_Exercise brief_. Please switch "each instance" to "every instance" everywhere in the material below, then write out all of its lines again with nothing else changed.

Collected data
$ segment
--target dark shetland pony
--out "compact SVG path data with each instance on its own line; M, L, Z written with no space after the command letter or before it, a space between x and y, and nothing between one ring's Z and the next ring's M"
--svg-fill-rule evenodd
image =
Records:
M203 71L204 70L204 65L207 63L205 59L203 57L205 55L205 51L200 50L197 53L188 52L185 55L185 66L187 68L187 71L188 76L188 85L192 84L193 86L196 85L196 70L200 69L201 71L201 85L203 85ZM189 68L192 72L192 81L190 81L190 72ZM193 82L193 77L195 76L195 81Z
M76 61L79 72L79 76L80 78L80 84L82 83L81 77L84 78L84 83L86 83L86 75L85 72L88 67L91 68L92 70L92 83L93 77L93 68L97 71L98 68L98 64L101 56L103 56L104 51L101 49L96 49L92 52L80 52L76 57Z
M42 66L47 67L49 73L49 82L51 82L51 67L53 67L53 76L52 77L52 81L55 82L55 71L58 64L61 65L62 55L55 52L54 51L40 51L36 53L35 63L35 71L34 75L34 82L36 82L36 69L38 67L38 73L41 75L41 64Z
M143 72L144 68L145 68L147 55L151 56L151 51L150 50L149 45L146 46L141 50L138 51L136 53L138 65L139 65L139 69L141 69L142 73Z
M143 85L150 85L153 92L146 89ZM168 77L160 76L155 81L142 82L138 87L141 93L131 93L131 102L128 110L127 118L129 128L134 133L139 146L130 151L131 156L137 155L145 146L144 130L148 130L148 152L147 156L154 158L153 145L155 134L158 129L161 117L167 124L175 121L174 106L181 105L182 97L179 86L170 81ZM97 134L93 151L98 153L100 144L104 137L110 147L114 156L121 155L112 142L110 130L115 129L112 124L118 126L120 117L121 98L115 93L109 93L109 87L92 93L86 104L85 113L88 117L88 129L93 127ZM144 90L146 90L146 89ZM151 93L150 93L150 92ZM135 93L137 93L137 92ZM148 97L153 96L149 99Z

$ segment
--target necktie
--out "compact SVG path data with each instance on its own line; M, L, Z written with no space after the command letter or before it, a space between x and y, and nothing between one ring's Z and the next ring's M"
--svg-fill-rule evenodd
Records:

_Answer in full_.
$ segment
--target dark shetland pony
--out "compact SVG path data with every instance on its own line; M, L, Z written with no space after the command letter or before it, a space between x and y, and nothing between one ring's Z and the next ring's M"
--svg-fill-rule evenodd
image =
Records:
M203 71L204 70L204 65L207 63L205 59L203 57L205 55L205 51L200 50L197 53L188 52L185 55L185 66L187 68L187 71L188 76L188 85L192 84L193 86L196 85L196 70L200 69L201 71L201 85L203 85ZM189 68L192 72L192 81L190 81L190 72ZM193 82L193 77L195 76L195 81Z
M76 61L79 72L79 76L80 78L80 84L82 83L81 77L84 78L84 83L86 83L86 75L85 72L88 67L91 68L92 70L92 83L93 77L93 68L97 71L98 68L98 64L101 56L103 56L104 51L101 49L96 49L92 52L80 52L76 57Z
M42 66L47 67L49 73L49 82L51 82L51 67L53 67L53 76L52 77L52 81L55 82L55 71L58 64L61 65L62 55L55 52L54 51L40 51L36 53L35 63L35 71L34 75L34 82L36 82L36 69L38 67L38 73L41 75L41 64Z
M143 72L144 68L145 68L147 55L151 56L151 51L150 50L149 45L146 46L141 50L138 51L136 53L138 65L139 65L139 69L141 69L142 73Z
M143 85L150 85L153 92L146 89ZM168 77L160 76L155 81L142 82L138 87L141 93L131 93L131 102L128 110L127 118L129 128L134 133L139 146L130 151L131 156L137 155L145 146L144 130L148 130L148 152L147 156L154 158L153 145L155 134L158 129L161 117L167 124L175 121L174 106L181 105L182 97L179 86L170 81ZM97 134L93 151L98 153L100 144L104 137L110 147L114 156L121 155L112 142L110 130L115 129L112 124L118 126L120 117L121 98L115 93L109 93L109 87L92 93L86 104L85 113L88 117L88 129L93 127ZM144 90L146 90L146 89ZM151 93L150 93L150 92ZM135 93L137 93L137 92ZM148 97L153 96L149 99Z

$ segment
--target necktie
--out "compact SVG path data with every instance on its own line; M, L, Z written with no space after the command letter or before it, a space between x and y, and nothing between one ring's Z and the next ring's M"
--svg-fill-rule evenodd
Records:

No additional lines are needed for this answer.